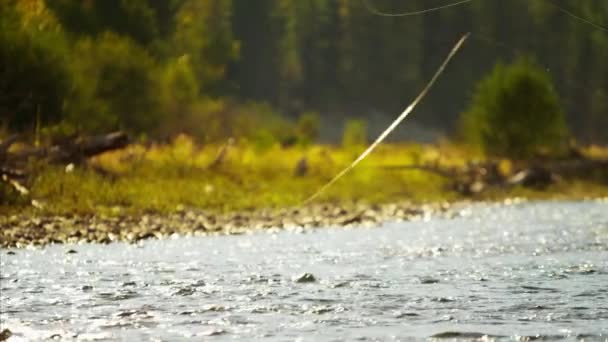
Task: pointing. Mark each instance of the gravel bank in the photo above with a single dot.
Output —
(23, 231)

---

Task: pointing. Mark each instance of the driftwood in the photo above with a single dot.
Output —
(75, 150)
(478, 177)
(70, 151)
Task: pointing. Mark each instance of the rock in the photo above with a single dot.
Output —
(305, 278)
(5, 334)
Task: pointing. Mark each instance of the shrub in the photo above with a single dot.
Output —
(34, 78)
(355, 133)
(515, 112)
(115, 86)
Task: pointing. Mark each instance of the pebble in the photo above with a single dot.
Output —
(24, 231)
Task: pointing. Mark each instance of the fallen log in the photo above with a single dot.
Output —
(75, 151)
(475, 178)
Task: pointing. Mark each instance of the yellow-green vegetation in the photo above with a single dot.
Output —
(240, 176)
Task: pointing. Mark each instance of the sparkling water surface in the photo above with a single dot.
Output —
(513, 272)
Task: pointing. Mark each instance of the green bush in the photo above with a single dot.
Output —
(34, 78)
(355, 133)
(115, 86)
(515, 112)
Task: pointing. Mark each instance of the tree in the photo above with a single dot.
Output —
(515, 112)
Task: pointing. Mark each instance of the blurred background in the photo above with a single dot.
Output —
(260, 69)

---

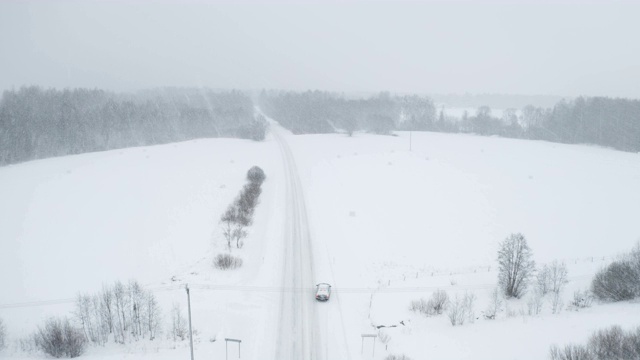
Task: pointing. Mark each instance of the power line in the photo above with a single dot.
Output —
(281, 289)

*WHAT IS EXPECTED:* Write out every line from the entries where "Mark" appears.

*WRITTEN RESPONSE:*
Task: pointing. Mark each instance of the gravel bank in the photo above with a single dot.
Task: pointing. Mark each instance of the driftwood in the photo above with a single dot.
Task: pointing. Mark each instance of the rock in the photo above with a single dot.
Task: pointing. Mark each instance of the shrub in the photo above with a single dot.
Task: pointing. Mark each instance of the pebble in the photo above with a single dot.
Task: pointing. Mark each instance of the fallen log in the photo above with a single dot.
Task: pointing. Mark each instance of the yellow-green vegetation in the photo above with a single dot.
Task: pointing. Mark each instance of the sparkling water surface in the photo above with a single dot.
Task: pointing. Mark each instance of the green bush in the photo above with a single dot.
Task: pointing. Mark each instance of the tree in the photo above with a single dot.
Task: pointing. Mark each instance of the blurred background in the photo above with a single dot.
Task: pointing. Mark each instance of the power line in the photo above with a single dot.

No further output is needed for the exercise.